> _QUÉ HACER_
Continúa el texto sobre el hombre Pepsi justo después de su última frase.

> _FRAGMENTO DE PÁGINA_

En el entorno irreal de los videojuegos computarizados, Pepsiman es un verdadero superhéroe para los jugadores. En el entorno real de las carreteras asfaltadas, Pepsiman también es un superhéroe para todos los ciudadanos.
El hombre Pepsi es un dios que se puede ver, que se puede tocar, y a quien se le puede rezar. Muy distinto a los dioses que castigan sin dar las caras, y que ofrecen la compasiva eternidad de las galaxias, cuando ya estamos sepultados cuatro metros bajo tierra.
Suciedad. Rebeldía. Fanatismo. Simplismo. Perversión.
Así es la sofisticada cultura del hombre Pepsi, y todos queremos pertenecer a su bella multiculturalidad, porque mientras más seguidores tengamos en nuestras redes sociales, pues más populares serán nuestros muros de soledad, nuestros perfiles de delincuencia, y nuestras fotografías de miseria.
Vemos que el hombre Pepsi del siglo XXI, es incapaz de reciclar los desechos sólidos, es incapaz de ahorrar un litro de agua potable, es incapaz de disminuir el consumo de energía eléctrica, es incapaz de rescatar a los perros de la calle, es incapaz de tocar el clarinete bajo la lluvia, y es simplemente incapaz de ser capaz.

> _CONJUNTO DE DATOS_
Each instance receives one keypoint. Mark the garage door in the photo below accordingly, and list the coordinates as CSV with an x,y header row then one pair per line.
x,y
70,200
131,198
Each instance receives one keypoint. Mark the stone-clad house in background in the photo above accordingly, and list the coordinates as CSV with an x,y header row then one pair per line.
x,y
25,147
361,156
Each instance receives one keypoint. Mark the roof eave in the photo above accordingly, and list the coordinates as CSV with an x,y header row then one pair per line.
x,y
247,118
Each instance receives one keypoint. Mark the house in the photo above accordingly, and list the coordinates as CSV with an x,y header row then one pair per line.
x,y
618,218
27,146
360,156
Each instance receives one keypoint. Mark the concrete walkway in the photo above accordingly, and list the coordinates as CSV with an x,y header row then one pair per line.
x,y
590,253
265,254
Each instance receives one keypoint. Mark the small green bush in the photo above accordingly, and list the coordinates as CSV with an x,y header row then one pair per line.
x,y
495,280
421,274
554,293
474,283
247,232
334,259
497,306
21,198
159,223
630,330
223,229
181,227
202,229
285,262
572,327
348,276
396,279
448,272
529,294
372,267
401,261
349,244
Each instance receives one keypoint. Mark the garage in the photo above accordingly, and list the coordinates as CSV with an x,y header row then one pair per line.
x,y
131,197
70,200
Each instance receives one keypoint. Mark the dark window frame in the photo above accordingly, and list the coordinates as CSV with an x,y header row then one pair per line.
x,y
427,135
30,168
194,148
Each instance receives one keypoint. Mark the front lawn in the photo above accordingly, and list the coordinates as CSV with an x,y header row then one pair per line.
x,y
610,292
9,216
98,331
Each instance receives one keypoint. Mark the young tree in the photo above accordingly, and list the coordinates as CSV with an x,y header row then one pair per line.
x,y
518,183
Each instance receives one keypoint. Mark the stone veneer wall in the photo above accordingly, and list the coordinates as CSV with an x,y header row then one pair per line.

> _RESPUESTA_
Yo sé que te enamoraste del hombre Pepsi, y su incapacidad es una romántica noche de terciopelos, para los millones de imitadores que copian y pegan su vagabundería.
Todos queremos conseguir el amor eterno en la vida, pero dígame cuál es el precio que ostenta ese bendito amor.
Amor es comprarte una joya en una joyería, amor es regalarte un viaje a bordo de un crucero, amor es beber oro en una discoteca, amor es medir el tamaño de las cosas.
Dígame cuánto dinero hay que pagar para conseguir amor eterno. Dígame cuántas rosas hay que comprar para cuidar ese amor eterno. Dígame cuántos chocolates hay que robar para santificar el amor eterno.
Esa persona con quien compartes la cama, realmente no te quiere, solo quiere tu dinero.
Esa persona que besas hasta ya no respirar, realmente no te quiere, solo quiere tu dinero.
Esa persona que vive perdonando tus pecados, realmente no te quiere, solo quiere tu dinero.
Nos usamos los unos a los otros, simplemente nos usamos.
La prostitución es la fórmula secreta del hombre Pepsi. Siempre se prostituye a los pies de la corrupción, del narcisismo, de la politiquería, de la codicia y del vandalismo.
Me pregunto cuánto dinero gastamos diariamente, para comprar el sabor de las bebidas azucaradas como Pepsi, sabiendo que frente a las máquinas dispensadoras de los refrescos, hay miles de compatriotas latinoamericanos que sufren el sinsabor de la pobreza.
El hombre Pepsi odia la cultura de la paz, no soporta la cultura de la solidaridad, y vomita la cultura del perdón.
El hombre Pepsi ama la cultura de la moda, idolatra la cultura del sofá, y defiende la cultura del descarte.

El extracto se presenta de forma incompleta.